* **SOURCE TEXT**
══════

A few months before, a colleague teaching a Southern fiction class had left a copy of Eudora Welty’s “No Place for You, My Love” near my desk. Though I was supposed to be prepping for my own class, I couldn’t help but pick it up. It’s one of my all-time favorite stories, about a couple, strangers to each other and to the city, who meet at a luncheon in the French Quarter and then inexplicably drive for hours in a rented car in fierce heat down to Venice, where the highway from town stops at the Gulf of Mexico. Hardly speaking, just feeling and observing, they dance at a rustic seafood restaurant, kiss on the side of the road, and then drive back to town through a landscape transformed by night and the strangeness of their casual escape. It’s an enigmatic encounter between individual desires, and neither really learns anything about the other person.

══════

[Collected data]
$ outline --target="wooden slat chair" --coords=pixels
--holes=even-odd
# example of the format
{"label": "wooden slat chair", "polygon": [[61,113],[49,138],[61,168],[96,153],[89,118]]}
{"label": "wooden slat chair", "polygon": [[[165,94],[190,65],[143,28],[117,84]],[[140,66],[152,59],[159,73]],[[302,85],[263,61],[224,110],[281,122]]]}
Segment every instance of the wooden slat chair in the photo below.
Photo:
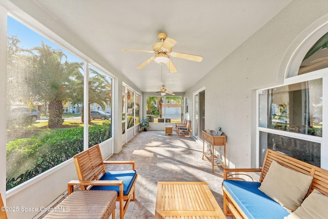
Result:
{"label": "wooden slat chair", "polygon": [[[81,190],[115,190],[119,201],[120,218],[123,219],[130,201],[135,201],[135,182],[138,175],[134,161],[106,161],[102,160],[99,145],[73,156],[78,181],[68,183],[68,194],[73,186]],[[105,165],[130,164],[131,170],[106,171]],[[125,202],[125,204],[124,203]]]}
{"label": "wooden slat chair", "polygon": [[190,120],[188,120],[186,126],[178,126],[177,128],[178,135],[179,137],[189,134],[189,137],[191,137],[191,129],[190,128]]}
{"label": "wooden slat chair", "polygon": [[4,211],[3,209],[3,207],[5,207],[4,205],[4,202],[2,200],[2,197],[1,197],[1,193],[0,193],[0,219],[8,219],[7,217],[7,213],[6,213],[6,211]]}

══════

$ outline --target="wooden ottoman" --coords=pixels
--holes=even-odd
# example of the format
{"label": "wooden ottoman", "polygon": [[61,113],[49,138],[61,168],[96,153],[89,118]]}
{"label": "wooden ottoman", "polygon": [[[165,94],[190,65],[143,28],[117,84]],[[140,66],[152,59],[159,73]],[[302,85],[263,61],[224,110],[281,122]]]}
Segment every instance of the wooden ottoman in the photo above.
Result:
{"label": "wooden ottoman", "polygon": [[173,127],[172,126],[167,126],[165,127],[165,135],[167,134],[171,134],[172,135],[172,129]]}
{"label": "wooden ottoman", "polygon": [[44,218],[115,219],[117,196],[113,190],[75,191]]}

══════

* **DESCRIPTION OF THE TASK**
Decide whether each statement below agrees with the Welty passage, answering yes or no and quoting the words of the passage that decide it.
1. The colleague who left the story near the desk was teaching a Southern fiction class.
2. The couple in the story already knew each other before the luncheon.
3. The couple drive down to Venice in their own car.

* **RESULT FOR THIS TASK**
1. Yes: "a colleague teaching a Southern fiction class had left a copy of Eudora Welty’s “No Place for You, My Love” near my desk"
2. No: "a couple, strangers to each other and to the city"
3. No: "drive for hours in a rented car"